He said the threat goes beyond France and Belgium and that it is impossible to reduce it to zero.

"We are looking at large numbers of foreign fighters who have returned as potential terrorists," he said. "And we are faced with a strategic decision by the Islamic State to aggressively target Europe. These are all very challenging dimensions. As for how large the community is and who has been sent back - that is the golden question."

The federal prosecutors' office said Khalid El Bakraoui had rented a house used as a hideout for the Paris attackers, and that he had been hunted by police since December.

Also Thursday, Abdeslam was summoned to court in Brussels. His lawyer, who had initially vowed to fight extradition to France for the Paris attacks, said he now wants to be sent there as soon as possible.

Abdeslam evaded police in two countries for four months before his capture, and the attackers in Brussels may have rushed their plot because they felt authorities closing in.

Abdeslam's lawyer, Sven Mary, told reporters that Abdeslam "wants to explain himself in France, so it's a good thing." Mary said the extradition process should be completed by mid-April.

While Belgium lowered its threat level, "the danger has not gone away," said Paul Van Tigchelt, the head of the terror assessment authority.

Nevertheless, several hundred people gathered at a makeshift memorial to the victim in Brussels' central Place de La Bourse. They sang peace songs, took selfies and wiped away tears.

**Data for review**
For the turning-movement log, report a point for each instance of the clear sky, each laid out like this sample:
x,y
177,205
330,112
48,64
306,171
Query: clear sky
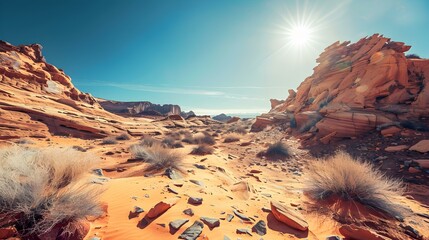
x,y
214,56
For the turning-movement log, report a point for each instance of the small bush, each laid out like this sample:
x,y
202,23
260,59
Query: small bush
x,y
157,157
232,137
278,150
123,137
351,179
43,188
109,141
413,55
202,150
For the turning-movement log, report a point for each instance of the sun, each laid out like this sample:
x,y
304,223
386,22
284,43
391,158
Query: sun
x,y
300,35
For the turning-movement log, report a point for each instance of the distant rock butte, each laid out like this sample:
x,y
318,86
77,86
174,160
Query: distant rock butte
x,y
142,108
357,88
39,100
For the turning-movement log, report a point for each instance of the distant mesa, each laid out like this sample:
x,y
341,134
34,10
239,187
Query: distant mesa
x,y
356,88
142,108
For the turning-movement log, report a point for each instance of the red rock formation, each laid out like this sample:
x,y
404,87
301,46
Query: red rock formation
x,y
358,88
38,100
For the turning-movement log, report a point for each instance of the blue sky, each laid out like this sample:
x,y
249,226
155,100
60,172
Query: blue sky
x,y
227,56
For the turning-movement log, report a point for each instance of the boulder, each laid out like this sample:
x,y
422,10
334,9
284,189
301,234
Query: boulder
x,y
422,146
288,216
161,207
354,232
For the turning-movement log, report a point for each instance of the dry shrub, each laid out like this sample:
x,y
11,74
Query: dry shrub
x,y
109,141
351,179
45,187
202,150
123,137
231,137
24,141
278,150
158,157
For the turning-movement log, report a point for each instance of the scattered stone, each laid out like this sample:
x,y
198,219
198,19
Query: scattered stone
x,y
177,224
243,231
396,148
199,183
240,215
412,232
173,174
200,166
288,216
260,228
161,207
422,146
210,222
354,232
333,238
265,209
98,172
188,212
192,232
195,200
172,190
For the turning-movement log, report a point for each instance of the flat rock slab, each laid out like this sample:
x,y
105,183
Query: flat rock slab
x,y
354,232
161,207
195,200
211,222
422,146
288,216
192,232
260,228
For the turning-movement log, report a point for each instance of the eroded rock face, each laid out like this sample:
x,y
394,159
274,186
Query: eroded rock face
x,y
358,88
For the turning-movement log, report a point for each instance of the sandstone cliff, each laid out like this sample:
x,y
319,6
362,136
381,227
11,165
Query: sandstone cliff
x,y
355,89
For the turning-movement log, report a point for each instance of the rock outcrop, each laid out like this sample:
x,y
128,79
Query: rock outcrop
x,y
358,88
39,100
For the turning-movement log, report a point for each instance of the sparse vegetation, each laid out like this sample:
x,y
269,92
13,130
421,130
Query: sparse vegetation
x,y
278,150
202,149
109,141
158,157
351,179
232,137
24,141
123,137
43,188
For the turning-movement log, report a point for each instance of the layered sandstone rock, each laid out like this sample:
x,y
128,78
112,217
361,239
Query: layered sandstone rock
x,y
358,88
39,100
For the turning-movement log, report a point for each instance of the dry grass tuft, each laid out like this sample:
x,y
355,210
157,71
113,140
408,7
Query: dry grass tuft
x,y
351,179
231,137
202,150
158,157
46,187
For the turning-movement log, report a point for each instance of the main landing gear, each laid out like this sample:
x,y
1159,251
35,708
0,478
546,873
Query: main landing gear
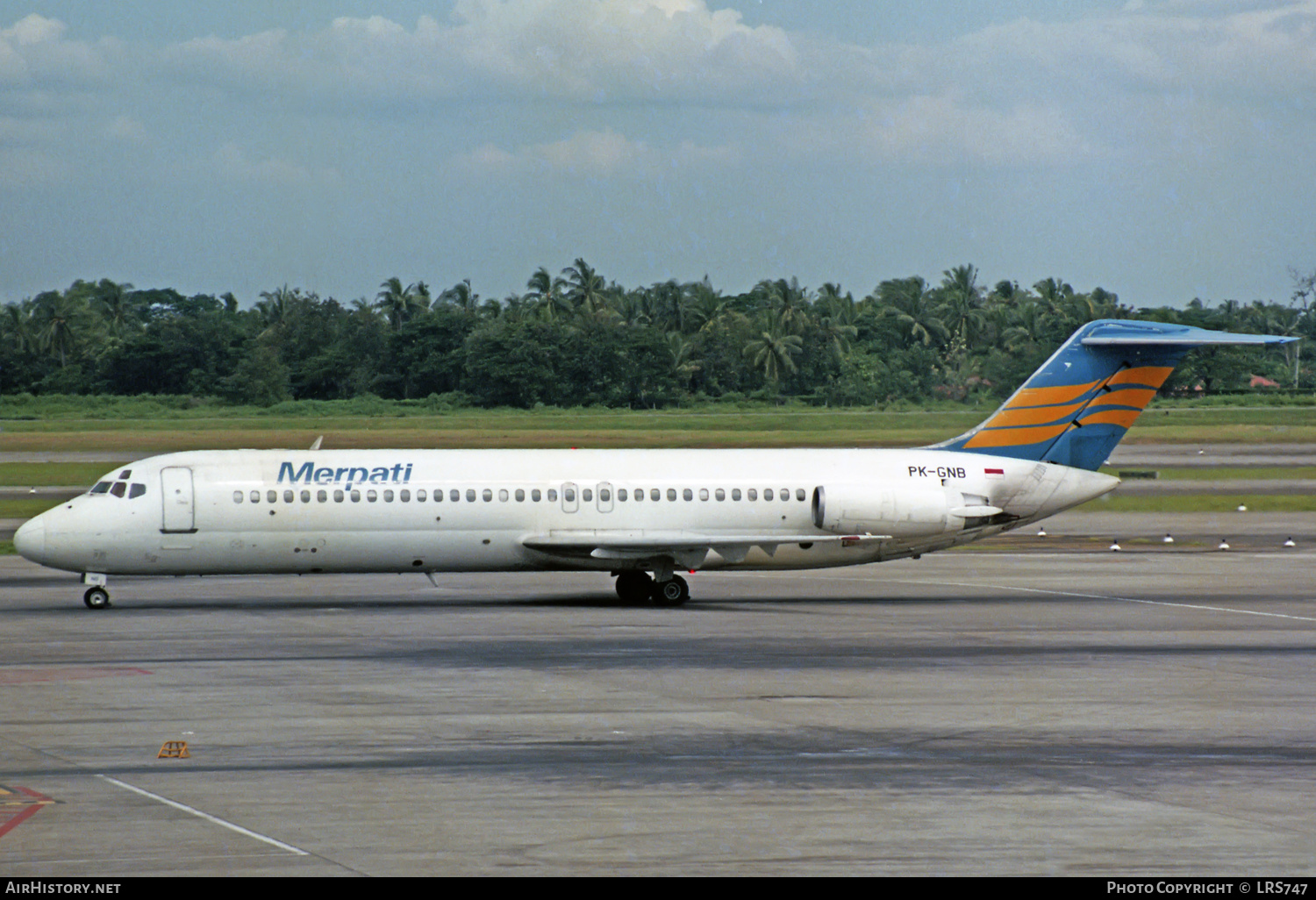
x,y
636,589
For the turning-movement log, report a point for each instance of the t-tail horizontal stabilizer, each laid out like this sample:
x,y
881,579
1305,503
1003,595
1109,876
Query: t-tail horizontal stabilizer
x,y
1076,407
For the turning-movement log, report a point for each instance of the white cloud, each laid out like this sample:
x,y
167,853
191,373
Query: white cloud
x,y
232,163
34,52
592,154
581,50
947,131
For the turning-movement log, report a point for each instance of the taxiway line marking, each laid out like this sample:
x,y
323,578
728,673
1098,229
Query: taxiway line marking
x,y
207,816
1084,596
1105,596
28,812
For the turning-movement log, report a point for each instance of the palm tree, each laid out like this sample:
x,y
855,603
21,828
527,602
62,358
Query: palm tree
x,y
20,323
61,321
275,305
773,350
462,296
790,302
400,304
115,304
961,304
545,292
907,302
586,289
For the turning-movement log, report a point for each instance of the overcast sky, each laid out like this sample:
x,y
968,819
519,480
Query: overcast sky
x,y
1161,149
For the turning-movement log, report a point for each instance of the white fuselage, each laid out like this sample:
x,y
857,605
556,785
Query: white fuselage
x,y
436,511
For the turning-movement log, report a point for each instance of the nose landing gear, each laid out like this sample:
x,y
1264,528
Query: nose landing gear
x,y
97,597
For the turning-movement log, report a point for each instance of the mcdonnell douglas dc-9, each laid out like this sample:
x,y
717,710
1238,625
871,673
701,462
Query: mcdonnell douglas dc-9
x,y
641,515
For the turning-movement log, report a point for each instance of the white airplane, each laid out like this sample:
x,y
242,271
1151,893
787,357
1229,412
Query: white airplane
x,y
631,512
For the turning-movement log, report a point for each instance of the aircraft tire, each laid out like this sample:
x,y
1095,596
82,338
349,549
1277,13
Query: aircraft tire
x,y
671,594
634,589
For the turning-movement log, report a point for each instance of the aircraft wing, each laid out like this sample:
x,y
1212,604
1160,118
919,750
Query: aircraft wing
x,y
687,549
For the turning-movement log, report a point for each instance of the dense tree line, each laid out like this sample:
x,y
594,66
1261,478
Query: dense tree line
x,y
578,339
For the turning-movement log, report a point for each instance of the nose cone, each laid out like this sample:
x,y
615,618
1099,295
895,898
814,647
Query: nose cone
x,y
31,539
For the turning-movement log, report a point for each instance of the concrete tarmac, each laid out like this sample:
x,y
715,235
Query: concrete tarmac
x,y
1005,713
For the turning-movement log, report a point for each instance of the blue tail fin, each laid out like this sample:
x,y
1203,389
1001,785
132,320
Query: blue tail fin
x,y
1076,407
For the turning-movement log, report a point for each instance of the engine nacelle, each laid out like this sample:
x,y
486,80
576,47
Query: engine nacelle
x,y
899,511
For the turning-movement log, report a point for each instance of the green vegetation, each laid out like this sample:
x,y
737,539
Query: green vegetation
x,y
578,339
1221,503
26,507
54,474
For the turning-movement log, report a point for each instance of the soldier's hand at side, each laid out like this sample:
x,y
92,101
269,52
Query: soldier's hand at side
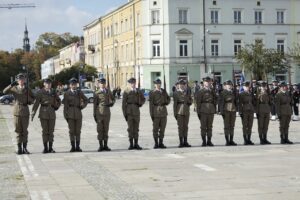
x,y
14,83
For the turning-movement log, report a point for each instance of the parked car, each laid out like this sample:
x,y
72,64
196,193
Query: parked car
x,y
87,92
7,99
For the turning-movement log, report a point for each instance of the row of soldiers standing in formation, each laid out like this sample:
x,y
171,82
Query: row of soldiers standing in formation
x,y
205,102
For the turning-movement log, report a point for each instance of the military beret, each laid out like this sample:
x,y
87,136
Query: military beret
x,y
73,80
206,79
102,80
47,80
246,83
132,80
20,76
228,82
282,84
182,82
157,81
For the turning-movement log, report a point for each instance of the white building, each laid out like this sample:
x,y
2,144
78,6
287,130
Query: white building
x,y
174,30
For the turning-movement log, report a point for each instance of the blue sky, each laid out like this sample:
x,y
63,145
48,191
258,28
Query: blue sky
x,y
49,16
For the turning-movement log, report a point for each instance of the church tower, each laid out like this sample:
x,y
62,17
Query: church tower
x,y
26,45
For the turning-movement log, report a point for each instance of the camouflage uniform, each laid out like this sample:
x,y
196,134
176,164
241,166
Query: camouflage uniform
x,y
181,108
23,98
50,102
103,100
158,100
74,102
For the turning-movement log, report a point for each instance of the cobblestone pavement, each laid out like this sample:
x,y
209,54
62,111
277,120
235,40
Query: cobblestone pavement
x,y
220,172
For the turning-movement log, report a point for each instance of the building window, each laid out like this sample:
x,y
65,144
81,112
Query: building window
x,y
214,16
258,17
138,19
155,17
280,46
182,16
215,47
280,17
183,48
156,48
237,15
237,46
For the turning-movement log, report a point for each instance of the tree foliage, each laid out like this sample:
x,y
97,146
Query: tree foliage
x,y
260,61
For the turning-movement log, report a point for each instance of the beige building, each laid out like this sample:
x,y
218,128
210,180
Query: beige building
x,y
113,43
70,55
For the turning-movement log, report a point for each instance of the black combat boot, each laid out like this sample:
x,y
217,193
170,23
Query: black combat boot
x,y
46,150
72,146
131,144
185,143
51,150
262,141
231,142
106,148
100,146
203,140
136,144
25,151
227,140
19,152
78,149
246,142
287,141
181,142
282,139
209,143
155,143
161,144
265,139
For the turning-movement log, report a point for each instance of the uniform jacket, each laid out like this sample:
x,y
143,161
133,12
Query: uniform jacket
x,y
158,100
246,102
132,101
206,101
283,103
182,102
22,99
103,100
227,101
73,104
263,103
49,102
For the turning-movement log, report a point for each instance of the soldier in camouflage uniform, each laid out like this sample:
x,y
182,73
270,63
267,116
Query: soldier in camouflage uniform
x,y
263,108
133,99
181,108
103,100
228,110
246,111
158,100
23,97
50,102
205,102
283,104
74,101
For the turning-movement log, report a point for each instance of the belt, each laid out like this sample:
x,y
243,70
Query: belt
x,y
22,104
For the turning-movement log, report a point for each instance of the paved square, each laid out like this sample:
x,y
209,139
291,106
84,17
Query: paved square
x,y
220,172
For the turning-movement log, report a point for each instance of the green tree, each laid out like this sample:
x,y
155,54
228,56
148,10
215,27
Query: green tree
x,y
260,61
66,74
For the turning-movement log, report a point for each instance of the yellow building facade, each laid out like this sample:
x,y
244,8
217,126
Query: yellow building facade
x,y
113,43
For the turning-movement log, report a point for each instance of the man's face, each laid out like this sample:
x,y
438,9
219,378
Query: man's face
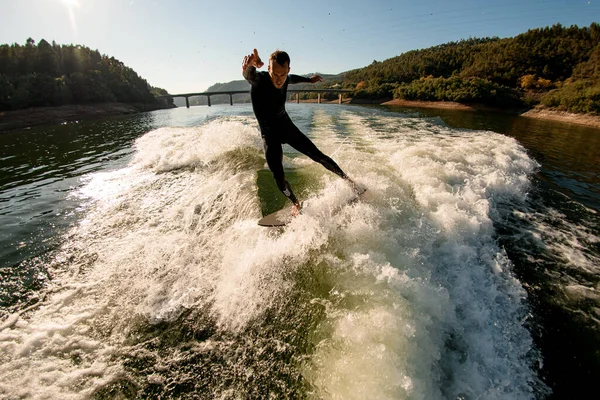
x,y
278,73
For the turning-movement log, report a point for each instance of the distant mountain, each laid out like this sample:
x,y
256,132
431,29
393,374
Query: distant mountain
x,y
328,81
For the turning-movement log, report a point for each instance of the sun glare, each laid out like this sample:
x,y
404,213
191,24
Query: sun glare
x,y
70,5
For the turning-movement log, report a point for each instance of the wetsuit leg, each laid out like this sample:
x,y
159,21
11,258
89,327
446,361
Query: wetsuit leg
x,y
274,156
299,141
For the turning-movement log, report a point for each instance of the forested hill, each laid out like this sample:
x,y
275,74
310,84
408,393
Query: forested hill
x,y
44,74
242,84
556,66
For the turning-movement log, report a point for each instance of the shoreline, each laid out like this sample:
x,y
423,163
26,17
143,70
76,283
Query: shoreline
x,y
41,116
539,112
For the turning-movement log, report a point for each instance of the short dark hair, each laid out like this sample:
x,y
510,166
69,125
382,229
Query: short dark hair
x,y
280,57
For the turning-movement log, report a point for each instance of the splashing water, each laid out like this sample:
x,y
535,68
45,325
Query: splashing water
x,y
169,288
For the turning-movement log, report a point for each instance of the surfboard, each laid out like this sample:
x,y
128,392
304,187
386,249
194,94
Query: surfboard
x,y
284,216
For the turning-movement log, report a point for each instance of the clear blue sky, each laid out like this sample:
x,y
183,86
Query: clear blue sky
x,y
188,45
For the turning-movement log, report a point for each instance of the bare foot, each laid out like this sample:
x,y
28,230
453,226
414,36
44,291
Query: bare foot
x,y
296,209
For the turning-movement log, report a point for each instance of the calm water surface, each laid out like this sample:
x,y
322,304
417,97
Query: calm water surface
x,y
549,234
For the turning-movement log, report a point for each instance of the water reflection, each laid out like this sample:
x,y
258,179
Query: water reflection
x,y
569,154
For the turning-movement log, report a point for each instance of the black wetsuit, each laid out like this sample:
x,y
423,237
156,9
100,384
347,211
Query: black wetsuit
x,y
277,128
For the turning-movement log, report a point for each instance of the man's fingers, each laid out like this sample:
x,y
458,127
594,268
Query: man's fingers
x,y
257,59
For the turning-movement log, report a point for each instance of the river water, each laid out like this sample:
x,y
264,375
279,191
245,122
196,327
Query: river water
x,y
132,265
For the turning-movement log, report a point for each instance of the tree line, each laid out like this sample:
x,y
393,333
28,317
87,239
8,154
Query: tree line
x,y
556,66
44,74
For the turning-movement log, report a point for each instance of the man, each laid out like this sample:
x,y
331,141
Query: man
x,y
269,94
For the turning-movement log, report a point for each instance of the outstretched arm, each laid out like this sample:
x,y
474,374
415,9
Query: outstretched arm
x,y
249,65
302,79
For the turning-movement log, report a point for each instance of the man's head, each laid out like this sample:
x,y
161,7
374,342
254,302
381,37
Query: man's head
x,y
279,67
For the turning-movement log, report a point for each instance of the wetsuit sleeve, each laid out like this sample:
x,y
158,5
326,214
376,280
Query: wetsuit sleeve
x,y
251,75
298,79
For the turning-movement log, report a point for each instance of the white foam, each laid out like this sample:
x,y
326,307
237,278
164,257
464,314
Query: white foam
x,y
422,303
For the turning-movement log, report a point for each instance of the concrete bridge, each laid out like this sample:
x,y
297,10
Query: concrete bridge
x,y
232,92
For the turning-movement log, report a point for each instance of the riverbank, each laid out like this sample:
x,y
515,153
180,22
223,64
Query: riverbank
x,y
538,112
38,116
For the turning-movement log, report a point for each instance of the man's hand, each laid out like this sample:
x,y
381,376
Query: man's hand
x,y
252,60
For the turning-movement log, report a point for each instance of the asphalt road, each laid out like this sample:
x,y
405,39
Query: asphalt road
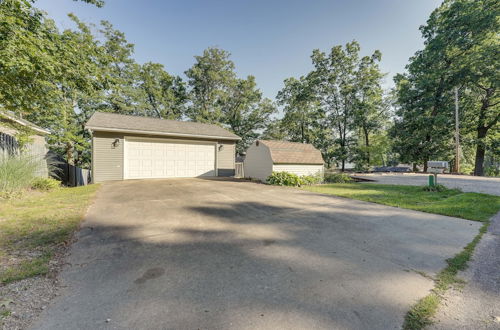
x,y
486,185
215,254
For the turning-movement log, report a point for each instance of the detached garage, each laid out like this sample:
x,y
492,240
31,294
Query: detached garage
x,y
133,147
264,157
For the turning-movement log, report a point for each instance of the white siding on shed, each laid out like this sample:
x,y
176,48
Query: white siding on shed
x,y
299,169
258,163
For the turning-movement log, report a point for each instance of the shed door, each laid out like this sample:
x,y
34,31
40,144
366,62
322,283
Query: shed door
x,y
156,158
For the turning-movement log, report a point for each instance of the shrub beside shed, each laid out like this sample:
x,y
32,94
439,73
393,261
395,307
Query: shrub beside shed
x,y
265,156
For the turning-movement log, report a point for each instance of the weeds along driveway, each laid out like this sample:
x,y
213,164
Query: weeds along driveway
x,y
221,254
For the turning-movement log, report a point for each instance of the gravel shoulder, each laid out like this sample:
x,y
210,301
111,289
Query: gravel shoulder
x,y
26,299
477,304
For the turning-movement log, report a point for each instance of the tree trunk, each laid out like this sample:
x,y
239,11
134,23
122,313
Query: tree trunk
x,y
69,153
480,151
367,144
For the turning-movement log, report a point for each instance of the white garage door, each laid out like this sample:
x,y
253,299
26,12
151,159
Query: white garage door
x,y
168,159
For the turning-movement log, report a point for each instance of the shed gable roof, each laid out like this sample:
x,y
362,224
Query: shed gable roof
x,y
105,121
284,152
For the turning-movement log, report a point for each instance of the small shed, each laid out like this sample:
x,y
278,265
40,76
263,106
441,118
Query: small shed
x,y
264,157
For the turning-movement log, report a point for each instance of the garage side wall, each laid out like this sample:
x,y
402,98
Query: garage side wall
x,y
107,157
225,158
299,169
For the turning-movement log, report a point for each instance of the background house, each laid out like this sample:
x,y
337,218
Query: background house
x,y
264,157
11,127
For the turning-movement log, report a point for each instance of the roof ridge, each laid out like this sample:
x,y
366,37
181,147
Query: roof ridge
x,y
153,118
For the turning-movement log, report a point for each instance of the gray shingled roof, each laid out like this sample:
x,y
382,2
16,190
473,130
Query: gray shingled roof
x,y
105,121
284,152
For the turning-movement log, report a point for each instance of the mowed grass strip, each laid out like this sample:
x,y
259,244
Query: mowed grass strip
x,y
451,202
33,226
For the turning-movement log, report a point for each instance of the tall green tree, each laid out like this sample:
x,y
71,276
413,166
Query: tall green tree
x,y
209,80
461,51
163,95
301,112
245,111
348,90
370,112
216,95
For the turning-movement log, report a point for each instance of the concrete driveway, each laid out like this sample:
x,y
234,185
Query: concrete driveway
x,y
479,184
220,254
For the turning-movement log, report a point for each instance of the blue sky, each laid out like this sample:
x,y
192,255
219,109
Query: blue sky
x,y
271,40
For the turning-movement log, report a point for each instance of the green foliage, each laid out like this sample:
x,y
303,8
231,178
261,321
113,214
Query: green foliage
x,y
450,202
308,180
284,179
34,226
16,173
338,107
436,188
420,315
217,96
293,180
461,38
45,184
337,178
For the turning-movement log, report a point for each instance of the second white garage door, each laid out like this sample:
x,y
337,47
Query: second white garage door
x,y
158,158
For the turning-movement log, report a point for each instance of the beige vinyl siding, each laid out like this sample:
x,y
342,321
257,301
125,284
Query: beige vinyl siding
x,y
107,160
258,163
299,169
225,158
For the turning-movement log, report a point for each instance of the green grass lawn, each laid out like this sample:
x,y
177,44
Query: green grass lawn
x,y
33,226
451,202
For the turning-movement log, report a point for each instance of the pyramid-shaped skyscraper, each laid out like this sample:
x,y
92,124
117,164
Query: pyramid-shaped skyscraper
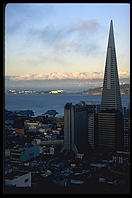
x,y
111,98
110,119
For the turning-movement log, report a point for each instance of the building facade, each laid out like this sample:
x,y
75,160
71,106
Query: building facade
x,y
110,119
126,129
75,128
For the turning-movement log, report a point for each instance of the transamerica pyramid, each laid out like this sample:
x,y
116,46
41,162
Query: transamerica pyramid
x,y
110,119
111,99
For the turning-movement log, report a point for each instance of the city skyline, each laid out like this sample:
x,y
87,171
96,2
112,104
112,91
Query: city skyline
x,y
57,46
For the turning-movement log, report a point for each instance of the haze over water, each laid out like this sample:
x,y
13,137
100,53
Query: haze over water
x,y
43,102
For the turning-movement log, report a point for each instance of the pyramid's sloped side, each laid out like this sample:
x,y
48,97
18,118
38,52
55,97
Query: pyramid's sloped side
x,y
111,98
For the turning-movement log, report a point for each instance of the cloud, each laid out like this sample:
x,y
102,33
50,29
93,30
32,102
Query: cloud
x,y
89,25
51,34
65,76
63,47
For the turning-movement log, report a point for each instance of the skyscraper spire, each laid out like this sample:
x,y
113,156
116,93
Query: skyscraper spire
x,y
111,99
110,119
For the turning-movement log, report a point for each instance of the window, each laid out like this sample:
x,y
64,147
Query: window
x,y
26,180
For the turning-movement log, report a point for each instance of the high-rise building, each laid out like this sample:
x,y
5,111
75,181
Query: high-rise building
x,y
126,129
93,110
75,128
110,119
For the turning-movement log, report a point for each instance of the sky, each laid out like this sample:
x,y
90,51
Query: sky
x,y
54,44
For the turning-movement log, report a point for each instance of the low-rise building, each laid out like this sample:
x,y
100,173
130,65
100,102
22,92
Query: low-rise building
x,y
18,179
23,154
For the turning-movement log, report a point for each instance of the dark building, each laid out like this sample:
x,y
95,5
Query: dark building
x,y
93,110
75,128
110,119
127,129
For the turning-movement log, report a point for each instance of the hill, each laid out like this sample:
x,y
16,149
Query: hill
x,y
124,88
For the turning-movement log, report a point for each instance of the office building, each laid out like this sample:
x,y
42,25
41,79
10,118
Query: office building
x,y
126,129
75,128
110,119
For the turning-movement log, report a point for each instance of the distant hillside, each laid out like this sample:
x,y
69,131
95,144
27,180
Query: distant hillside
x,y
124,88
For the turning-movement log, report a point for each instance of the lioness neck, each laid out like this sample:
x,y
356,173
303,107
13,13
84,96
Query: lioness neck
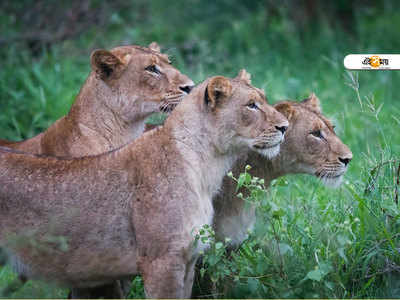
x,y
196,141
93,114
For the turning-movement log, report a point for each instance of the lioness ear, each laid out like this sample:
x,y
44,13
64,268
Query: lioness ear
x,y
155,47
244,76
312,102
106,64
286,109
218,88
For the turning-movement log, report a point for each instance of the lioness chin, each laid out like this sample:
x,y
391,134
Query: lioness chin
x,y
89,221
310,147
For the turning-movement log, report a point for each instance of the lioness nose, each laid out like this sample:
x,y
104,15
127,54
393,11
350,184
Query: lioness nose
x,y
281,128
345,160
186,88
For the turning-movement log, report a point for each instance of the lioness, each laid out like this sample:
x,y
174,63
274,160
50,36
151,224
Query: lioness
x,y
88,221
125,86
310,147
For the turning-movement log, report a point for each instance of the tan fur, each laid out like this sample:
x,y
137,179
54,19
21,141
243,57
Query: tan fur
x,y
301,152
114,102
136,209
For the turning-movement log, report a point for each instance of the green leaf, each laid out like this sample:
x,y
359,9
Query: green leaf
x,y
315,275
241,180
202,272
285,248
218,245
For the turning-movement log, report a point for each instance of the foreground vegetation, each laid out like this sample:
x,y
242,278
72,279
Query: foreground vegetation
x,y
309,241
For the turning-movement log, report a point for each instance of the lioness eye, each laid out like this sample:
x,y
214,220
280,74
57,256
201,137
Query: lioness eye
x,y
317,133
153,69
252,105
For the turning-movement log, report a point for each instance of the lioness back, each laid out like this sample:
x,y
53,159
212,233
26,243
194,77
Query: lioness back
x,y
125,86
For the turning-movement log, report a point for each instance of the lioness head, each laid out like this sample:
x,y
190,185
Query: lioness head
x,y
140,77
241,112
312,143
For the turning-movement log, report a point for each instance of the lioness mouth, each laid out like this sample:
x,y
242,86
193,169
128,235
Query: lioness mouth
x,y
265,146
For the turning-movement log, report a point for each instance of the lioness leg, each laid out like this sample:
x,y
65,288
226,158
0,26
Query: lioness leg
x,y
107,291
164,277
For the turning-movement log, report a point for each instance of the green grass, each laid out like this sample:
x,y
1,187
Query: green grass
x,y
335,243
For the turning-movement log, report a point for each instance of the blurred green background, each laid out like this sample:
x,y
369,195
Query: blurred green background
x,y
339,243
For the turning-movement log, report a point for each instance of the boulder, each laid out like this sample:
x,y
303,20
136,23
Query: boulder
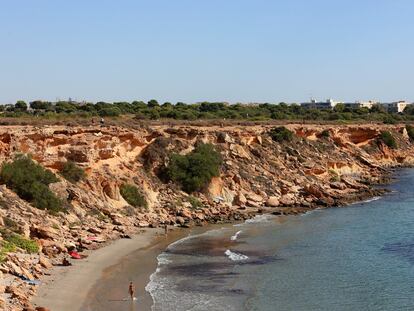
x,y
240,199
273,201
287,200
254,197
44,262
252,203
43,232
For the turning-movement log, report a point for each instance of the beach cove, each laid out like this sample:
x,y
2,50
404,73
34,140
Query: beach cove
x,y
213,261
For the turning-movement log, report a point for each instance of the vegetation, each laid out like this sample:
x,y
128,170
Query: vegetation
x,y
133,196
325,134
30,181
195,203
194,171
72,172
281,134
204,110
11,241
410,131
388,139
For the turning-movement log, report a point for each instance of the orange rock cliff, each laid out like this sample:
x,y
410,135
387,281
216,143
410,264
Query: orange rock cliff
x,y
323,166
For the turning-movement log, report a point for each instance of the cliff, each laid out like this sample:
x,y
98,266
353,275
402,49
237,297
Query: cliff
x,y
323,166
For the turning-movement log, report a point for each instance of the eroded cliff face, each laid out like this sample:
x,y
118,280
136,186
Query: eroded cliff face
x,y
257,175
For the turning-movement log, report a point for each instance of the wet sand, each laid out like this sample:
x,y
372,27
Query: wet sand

**The task**
According to the text, by when did Abdeslam's lawyer say the extradition process should be completed?

**Reply**
By mid-April.